==== Extracted data

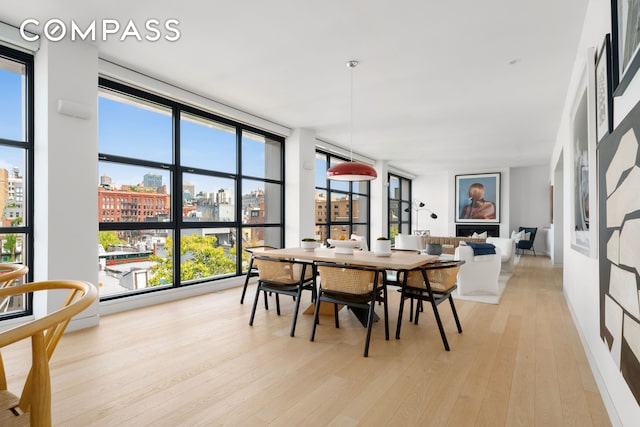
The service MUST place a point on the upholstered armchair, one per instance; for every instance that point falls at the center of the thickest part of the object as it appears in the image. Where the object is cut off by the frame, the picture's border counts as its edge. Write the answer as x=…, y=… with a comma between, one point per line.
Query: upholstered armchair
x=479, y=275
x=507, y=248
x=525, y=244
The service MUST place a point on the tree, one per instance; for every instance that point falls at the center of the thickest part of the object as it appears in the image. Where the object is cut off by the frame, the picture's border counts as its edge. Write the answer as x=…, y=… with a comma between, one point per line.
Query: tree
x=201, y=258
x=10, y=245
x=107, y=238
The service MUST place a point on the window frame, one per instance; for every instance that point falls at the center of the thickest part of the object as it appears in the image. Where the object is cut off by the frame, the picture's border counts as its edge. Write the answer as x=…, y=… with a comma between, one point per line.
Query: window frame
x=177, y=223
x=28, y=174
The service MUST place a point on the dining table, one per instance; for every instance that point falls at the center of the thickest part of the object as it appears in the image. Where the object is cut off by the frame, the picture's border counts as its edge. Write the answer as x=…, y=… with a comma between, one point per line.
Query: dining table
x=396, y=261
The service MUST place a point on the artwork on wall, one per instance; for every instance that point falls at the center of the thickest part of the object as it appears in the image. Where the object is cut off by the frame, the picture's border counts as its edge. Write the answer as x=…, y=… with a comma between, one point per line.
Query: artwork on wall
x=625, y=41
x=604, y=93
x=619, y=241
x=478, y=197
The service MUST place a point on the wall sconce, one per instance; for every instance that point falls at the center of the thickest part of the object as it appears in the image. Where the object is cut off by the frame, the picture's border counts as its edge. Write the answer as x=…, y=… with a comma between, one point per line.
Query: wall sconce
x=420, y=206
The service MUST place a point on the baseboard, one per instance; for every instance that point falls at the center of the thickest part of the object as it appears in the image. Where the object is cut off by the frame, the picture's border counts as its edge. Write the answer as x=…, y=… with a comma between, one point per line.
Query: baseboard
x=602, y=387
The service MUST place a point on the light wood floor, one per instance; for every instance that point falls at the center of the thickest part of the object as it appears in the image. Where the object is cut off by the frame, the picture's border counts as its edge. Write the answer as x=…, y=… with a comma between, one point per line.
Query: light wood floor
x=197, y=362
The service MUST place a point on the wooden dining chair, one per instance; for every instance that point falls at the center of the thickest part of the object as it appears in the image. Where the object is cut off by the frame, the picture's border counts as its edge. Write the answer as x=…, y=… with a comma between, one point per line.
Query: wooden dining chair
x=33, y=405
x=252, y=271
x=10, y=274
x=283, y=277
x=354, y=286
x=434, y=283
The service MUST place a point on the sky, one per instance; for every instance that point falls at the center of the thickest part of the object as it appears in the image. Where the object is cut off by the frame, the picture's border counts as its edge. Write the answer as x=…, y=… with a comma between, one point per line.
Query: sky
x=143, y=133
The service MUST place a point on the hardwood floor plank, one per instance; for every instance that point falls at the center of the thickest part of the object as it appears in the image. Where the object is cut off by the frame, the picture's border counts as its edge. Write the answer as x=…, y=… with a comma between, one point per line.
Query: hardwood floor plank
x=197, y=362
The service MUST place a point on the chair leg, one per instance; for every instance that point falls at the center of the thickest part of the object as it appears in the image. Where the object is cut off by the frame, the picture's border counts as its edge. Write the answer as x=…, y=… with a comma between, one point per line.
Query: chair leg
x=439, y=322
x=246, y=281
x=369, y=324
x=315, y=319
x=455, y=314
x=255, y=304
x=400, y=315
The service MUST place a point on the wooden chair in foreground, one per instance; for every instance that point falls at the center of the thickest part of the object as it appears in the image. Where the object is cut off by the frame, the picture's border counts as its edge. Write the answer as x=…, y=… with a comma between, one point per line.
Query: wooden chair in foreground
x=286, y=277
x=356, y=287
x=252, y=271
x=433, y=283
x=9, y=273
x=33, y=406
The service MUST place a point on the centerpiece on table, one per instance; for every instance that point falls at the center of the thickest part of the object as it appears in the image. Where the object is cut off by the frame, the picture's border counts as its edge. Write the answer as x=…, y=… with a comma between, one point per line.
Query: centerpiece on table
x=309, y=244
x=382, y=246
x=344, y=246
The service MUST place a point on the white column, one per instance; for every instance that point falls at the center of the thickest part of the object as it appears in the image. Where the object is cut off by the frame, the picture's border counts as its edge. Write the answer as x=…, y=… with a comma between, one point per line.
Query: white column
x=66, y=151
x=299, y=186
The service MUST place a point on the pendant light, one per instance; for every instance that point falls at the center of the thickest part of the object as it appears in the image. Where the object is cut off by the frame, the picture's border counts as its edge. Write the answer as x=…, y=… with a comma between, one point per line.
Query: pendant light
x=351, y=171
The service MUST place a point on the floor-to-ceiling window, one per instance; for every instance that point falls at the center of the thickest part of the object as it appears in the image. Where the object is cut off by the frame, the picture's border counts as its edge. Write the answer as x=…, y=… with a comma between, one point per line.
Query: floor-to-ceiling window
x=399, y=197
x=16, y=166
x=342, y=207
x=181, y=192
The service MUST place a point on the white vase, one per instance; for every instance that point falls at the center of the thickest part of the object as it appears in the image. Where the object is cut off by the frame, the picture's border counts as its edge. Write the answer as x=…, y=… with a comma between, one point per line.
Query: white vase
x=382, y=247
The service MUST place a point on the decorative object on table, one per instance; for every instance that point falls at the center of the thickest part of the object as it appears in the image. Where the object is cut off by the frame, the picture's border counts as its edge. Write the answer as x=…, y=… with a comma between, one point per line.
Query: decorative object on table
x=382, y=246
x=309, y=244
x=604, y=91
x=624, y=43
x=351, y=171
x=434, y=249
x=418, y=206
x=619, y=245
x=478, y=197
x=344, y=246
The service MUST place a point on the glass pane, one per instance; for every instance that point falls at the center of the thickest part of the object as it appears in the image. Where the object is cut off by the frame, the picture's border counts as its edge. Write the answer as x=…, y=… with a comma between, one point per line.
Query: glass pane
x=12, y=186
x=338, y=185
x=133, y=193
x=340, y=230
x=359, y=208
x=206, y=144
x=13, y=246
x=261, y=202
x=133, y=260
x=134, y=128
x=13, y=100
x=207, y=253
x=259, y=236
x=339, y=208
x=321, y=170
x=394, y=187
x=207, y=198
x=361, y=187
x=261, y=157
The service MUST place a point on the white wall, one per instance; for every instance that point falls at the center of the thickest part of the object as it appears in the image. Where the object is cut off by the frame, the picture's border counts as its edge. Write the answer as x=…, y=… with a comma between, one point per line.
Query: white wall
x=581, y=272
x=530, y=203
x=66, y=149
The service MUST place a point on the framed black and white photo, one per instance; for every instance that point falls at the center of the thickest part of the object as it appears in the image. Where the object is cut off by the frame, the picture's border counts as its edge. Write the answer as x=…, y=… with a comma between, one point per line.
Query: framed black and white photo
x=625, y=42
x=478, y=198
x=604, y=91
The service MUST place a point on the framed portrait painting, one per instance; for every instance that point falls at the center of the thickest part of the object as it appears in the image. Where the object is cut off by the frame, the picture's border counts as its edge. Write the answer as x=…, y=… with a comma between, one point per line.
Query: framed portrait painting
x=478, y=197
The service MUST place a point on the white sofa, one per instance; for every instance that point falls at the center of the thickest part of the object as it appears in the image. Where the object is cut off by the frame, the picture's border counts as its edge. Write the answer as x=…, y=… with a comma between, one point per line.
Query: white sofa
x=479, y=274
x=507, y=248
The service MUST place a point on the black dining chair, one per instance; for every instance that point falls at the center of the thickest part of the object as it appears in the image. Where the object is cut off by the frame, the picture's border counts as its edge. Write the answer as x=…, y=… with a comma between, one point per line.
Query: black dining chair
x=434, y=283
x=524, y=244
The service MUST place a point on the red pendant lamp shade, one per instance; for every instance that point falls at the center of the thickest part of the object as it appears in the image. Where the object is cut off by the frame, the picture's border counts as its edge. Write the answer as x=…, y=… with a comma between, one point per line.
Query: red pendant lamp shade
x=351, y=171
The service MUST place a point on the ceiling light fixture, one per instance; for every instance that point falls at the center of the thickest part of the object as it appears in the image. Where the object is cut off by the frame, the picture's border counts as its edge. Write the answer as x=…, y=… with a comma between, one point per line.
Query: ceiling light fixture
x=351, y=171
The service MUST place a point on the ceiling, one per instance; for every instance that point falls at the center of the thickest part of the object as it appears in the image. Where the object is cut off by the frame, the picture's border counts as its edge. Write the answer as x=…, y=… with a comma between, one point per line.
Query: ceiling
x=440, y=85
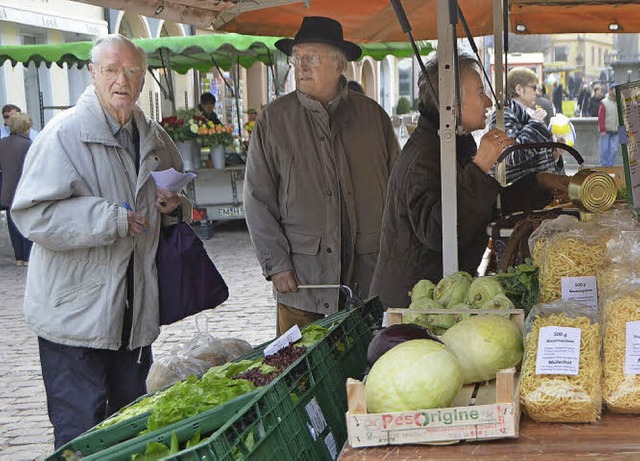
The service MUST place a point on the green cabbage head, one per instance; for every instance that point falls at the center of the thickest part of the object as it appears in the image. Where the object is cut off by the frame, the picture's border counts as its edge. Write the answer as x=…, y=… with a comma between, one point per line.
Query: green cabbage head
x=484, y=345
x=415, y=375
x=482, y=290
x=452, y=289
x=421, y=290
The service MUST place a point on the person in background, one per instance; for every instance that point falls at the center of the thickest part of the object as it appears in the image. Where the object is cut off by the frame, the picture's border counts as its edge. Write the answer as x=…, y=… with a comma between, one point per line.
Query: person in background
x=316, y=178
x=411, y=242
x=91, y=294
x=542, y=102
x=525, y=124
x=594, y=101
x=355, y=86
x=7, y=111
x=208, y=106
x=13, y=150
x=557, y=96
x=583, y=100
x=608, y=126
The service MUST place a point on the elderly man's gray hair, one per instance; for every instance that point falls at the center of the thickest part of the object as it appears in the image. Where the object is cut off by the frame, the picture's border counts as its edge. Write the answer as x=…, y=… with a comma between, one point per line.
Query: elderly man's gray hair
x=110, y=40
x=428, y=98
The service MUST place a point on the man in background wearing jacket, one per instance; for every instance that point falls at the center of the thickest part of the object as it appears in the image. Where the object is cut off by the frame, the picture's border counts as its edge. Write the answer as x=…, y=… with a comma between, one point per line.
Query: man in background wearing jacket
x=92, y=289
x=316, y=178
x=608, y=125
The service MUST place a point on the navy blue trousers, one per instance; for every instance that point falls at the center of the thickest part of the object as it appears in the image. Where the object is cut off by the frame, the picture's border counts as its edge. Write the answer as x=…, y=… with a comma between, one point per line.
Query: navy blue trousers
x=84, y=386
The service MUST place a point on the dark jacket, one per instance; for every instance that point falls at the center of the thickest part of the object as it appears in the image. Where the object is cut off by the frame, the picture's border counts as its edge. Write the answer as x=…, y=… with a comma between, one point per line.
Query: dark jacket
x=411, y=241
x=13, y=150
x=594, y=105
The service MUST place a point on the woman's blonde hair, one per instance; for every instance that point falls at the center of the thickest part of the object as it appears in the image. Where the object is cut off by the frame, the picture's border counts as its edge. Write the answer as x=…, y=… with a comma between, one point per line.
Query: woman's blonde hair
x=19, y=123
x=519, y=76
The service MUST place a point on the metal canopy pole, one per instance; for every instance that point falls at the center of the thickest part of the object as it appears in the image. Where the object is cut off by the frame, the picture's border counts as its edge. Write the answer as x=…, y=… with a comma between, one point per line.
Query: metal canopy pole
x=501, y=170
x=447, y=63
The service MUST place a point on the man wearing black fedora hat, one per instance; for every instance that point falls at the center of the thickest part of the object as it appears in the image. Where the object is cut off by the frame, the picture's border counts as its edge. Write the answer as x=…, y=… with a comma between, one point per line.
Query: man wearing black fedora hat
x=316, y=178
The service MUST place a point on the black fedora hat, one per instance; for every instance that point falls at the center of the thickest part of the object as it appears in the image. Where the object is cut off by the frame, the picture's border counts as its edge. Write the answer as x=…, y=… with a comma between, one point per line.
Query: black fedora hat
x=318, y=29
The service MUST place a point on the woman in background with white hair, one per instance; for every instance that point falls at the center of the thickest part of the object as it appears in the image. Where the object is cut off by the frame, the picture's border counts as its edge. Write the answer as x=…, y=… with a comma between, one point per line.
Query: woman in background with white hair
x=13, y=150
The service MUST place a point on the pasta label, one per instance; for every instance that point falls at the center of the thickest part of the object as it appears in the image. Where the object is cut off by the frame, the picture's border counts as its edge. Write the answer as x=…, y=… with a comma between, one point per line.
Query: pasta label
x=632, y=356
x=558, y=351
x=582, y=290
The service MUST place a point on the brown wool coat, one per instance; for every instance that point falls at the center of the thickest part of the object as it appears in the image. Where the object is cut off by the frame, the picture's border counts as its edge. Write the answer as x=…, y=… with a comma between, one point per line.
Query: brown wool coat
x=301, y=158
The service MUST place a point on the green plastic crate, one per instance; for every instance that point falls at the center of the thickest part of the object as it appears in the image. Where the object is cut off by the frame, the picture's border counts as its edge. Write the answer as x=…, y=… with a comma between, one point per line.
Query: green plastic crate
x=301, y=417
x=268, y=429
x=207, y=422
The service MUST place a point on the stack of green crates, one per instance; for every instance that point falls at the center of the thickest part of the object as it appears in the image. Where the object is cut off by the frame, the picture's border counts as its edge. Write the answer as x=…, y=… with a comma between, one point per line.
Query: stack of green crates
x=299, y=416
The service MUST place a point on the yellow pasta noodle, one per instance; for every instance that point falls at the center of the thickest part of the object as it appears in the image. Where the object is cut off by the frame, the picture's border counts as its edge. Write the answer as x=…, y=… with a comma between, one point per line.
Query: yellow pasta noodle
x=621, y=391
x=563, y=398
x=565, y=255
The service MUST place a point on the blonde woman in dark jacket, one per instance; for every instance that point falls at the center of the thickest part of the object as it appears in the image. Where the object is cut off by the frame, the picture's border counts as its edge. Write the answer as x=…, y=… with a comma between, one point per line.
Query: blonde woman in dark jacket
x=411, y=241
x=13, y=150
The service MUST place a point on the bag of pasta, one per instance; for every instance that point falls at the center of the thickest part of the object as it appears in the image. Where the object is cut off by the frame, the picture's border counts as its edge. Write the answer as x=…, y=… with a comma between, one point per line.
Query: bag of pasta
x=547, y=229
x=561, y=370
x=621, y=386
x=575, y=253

========

Starting at the beginning of the entries and stopping after the line that has "x=107, y=238", write those lines out again with "Query" replaced by "Label" and nothing else changed. Don't include the pictures.

• **Exercise output**:
The service MUST place a point on the upholstered armchair, one per instance; for every instance that point falls at the center of the thickest part of the object as it appears in the image. Where the object is cut off by the frame, the picture's border counts as its edge. Write the answer as x=…, y=… with a comma between, one point per line.
Label: upholstered armchair
x=479, y=275
x=507, y=248
x=525, y=244
The service MUST place a point on the tree, one per instance; for every instance that point falls at the center of the thickest part of the object as it appears in the image. Where the object is cut off by the frame, the picture's border counts as its edge. Write the answer as x=…, y=… with a comma between, one point per line.
Label: tree
x=201, y=258
x=10, y=245
x=107, y=238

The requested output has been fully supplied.